For the entries below, the expected answer is the line with "229L567 231L562 253L573", the line with "box: [338, 10, 400, 36]", and every line between them, exactly as written, and nothing more.

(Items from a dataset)
⟨

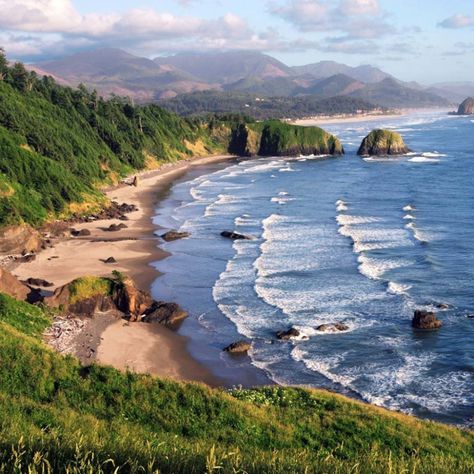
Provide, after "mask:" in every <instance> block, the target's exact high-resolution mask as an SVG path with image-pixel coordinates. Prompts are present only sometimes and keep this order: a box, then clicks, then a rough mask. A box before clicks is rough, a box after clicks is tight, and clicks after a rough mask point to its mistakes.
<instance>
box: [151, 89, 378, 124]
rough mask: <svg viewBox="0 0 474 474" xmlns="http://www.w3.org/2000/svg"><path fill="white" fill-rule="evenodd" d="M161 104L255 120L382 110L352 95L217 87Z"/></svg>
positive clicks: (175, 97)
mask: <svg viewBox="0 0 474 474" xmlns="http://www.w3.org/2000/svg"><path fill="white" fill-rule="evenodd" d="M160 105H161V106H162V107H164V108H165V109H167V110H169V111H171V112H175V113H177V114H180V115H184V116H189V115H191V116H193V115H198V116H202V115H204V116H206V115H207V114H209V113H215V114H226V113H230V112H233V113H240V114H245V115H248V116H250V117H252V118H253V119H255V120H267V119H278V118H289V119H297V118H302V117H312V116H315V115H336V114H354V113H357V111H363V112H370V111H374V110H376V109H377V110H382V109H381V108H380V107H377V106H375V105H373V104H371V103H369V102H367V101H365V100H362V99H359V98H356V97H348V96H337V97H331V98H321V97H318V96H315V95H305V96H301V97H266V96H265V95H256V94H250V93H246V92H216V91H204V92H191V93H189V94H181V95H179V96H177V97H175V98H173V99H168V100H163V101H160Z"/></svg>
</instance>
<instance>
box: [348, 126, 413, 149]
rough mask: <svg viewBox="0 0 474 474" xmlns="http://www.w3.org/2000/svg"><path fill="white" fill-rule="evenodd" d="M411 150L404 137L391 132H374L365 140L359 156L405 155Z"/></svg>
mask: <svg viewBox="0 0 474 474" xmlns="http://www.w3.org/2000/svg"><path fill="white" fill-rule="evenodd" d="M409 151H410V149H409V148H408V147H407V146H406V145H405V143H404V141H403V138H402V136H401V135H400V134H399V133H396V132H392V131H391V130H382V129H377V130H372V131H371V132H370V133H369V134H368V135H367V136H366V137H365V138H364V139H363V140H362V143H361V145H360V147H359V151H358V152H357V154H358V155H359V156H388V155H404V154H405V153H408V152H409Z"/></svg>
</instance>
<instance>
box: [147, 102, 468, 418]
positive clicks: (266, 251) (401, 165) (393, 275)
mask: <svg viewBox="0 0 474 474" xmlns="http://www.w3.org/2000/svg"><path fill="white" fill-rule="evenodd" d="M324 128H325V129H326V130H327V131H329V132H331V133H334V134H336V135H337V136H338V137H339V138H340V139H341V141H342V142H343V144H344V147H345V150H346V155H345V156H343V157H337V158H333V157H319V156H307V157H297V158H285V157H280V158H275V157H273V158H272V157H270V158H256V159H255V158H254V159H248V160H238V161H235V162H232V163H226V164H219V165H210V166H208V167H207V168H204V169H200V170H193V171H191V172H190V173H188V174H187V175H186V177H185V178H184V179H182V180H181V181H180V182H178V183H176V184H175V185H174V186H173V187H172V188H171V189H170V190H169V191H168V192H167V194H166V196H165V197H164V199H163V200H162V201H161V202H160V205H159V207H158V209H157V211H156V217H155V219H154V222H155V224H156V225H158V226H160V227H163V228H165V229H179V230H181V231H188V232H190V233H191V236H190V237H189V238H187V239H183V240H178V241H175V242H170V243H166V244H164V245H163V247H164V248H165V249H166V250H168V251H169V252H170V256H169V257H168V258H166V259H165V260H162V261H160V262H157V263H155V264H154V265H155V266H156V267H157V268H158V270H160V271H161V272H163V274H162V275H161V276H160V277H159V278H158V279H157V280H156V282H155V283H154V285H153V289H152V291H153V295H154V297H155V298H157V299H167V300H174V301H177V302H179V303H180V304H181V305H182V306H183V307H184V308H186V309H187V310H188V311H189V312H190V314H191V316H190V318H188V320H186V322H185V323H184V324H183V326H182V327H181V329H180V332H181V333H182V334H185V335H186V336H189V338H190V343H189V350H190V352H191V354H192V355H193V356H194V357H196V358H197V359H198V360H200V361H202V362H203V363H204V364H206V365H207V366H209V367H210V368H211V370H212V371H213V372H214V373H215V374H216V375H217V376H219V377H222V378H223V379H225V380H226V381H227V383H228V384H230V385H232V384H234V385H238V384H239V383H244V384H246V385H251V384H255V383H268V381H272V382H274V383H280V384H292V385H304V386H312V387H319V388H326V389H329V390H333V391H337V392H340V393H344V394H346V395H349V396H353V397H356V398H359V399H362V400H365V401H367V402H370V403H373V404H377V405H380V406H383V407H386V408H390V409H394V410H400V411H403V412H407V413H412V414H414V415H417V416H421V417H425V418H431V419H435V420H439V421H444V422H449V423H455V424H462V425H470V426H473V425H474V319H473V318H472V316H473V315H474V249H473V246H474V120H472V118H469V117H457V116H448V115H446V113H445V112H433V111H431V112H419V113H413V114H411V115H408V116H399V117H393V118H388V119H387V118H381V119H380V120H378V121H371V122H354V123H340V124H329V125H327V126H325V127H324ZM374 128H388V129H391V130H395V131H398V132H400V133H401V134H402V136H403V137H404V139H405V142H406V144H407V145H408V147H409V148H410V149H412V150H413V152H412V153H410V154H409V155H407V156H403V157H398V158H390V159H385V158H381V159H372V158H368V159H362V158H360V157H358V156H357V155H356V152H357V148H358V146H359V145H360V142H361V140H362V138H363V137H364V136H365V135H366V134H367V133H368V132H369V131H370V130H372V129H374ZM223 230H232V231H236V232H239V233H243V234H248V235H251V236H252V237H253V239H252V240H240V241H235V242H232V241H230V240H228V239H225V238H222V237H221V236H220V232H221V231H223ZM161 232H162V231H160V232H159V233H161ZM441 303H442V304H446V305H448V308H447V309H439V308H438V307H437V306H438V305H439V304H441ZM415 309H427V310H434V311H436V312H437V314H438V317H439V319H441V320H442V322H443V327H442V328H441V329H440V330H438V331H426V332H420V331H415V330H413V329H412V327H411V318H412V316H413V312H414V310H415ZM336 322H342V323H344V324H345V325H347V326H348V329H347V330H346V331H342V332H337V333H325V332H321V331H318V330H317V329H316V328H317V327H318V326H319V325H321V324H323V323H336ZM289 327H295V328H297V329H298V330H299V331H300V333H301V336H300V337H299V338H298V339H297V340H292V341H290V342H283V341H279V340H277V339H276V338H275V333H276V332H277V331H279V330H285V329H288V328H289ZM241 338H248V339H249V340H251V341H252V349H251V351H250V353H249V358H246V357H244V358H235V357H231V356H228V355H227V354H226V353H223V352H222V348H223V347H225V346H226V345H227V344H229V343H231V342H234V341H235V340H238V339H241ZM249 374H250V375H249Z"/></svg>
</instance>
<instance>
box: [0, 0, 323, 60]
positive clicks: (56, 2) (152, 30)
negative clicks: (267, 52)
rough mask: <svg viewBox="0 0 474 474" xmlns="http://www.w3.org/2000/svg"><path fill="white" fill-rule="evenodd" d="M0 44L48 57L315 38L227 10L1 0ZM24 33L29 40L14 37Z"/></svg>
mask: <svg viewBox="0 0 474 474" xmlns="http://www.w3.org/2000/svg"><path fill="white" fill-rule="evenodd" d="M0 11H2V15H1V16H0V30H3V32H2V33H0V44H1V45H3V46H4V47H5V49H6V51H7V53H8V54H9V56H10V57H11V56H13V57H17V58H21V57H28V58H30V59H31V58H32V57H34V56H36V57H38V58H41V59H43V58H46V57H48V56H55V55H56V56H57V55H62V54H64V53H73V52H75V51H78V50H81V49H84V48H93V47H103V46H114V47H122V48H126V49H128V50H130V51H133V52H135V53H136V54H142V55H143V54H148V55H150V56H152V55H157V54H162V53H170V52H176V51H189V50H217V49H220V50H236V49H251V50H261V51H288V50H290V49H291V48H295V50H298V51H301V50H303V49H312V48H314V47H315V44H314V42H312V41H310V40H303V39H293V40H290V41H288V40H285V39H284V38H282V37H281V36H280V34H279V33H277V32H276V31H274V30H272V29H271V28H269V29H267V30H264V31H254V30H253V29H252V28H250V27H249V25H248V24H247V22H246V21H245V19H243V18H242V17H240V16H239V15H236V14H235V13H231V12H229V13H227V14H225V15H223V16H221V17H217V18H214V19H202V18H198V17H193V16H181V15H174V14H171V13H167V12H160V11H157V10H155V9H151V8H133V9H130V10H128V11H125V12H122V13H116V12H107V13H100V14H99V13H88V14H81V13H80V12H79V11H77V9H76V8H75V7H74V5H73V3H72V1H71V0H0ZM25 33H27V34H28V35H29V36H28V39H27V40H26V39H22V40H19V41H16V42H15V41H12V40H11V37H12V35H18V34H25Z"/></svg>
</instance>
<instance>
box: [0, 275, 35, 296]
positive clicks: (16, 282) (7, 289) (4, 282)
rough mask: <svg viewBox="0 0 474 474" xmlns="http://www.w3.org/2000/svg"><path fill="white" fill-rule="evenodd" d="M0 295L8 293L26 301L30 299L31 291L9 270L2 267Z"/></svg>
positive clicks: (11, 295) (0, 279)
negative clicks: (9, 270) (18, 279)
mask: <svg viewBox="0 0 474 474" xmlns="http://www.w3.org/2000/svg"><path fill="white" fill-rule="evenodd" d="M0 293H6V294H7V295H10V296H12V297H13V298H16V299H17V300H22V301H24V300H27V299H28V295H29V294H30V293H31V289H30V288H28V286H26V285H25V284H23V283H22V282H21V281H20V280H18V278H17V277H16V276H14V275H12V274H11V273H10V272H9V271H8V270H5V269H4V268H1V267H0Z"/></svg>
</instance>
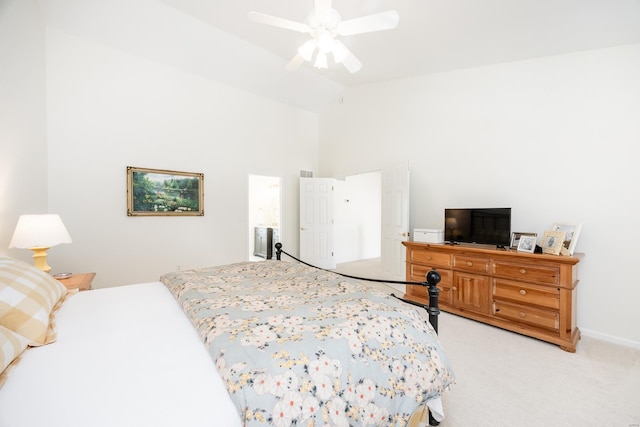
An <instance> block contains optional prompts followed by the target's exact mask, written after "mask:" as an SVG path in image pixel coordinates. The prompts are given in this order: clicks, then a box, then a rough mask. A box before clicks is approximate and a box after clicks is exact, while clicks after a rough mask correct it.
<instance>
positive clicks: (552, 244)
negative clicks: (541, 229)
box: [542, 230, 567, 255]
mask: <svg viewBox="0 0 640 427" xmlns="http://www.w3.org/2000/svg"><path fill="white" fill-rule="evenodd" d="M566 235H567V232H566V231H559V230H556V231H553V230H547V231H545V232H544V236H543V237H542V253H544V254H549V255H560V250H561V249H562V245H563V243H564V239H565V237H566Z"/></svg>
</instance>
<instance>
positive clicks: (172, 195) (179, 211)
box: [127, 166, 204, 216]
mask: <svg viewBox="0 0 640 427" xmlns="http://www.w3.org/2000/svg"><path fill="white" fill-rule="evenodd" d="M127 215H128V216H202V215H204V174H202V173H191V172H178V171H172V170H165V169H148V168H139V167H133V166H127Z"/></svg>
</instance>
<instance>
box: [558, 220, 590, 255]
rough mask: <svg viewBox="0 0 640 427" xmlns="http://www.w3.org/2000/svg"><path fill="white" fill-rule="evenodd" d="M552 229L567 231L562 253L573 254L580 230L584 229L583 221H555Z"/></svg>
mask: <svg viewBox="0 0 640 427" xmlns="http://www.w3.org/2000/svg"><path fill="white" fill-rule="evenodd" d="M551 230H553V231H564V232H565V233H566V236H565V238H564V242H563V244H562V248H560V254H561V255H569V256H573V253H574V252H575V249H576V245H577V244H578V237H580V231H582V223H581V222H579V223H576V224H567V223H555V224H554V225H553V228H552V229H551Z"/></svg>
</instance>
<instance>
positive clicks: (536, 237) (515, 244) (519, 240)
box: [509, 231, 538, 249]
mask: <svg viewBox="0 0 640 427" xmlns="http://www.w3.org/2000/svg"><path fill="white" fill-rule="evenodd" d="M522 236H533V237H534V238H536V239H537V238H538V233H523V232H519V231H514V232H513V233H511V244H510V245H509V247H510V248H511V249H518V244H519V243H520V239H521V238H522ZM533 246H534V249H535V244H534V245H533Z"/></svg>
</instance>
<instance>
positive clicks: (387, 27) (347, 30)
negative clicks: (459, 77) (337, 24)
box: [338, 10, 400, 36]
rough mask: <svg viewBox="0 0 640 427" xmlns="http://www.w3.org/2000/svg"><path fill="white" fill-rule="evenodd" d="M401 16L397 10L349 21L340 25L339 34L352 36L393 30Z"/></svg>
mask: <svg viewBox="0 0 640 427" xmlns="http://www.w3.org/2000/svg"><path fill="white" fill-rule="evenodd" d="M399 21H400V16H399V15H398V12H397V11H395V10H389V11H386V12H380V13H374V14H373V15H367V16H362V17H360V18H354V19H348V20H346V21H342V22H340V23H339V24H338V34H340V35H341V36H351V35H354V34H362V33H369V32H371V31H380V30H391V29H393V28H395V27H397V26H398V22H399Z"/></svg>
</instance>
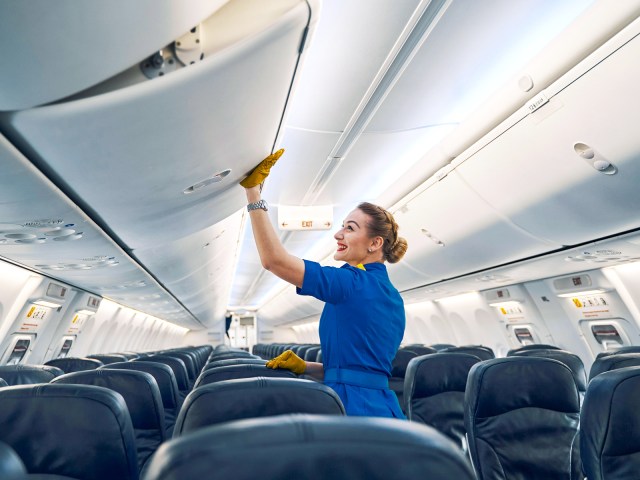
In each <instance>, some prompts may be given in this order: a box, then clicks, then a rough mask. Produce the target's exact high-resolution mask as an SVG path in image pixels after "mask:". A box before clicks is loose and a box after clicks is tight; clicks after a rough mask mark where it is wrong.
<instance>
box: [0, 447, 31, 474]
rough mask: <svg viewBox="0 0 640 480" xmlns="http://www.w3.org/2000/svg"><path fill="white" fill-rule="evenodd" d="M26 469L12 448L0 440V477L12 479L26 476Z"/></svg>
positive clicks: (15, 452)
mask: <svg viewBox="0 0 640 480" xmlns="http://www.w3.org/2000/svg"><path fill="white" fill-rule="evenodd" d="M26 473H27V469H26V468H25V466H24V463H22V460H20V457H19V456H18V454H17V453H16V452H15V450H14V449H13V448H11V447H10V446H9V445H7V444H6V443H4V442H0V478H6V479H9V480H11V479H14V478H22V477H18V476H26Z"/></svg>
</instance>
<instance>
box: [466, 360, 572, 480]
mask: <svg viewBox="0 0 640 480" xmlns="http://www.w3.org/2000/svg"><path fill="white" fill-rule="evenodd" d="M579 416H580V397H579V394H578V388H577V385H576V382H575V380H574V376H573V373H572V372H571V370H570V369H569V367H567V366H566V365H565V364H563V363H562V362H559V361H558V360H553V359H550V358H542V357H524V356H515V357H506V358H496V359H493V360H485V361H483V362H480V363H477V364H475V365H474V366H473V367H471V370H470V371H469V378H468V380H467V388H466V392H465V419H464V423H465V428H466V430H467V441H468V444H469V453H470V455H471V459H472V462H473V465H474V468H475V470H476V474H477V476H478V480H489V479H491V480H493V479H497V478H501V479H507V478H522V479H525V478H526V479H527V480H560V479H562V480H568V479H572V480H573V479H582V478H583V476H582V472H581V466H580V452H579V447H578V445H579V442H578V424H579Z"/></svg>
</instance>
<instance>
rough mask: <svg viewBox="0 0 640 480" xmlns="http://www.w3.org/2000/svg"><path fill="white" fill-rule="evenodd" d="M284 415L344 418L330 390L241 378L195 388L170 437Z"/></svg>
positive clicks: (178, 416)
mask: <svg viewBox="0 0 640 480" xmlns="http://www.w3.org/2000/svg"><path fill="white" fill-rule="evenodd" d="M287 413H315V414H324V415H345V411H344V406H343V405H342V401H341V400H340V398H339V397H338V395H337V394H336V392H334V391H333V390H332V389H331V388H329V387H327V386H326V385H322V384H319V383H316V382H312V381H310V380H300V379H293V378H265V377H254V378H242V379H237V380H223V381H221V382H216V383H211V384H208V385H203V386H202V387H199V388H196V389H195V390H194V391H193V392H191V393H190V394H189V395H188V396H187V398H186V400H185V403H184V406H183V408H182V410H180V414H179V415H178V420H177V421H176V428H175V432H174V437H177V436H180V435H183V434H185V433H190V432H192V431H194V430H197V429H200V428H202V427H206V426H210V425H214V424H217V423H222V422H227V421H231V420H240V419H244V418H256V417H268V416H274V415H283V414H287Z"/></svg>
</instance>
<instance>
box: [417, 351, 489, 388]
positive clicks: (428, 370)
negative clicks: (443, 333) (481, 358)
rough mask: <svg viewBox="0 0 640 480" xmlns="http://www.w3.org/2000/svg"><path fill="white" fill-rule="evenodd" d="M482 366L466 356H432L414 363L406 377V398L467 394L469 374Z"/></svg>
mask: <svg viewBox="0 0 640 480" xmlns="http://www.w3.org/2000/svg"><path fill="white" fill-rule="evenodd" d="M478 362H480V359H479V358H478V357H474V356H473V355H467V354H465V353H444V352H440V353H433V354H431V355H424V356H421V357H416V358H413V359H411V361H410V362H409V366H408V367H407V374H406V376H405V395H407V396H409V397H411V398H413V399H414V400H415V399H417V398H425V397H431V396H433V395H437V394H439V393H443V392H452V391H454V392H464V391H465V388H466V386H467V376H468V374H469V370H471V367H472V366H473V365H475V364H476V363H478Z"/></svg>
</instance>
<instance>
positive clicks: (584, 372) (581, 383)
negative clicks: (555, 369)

⟩

Exercise result:
rough mask: <svg viewBox="0 0 640 427" xmlns="http://www.w3.org/2000/svg"><path fill="white" fill-rule="evenodd" d="M552 229L567 231L562 253L573 254L580 230L584 229L583 221H555Z"/></svg>
mask: <svg viewBox="0 0 640 427" xmlns="http://www.w3.org/2000/svg"><path fill="white" fill-rule="evenodd" d="M551 230H553V231H564V232H565V233H566V236H565V238H564V242H563V244H562V248H560V254H561V255H569V256H573V253H574V252H575V249H576V245H577V244H578V237H580V231H582V223H581V222H579V223H576V224H567V223H555V224H554V225H553V228H552V229H551Z"/></svg>
</instance>
<instance>
positive clicks: (536, 237) (515, 244) (519, 240)
box: [509, 231, 538, 249]
mask: <svg viewBox="0 0 640 427" xmlns="http://www.w3.org/2000/svg"><path fill="white" fill-rule="evenodd" d="M522 236H533V237H534V238H536V239H537V238H538V233H523V232H519V231H514V232H513V233H511V244H510V245H509V247H510V248H511V249H518V244H519V243H520V239H521V238H522ZM533 246H534V249H535V244H534V245H533Z"/></svg>
</instance>
<instance>
positive clicks: (387, 27) (347, 30)
negative clicks: (459, 77) (337, 24)
box: [338, 10, 400, 36]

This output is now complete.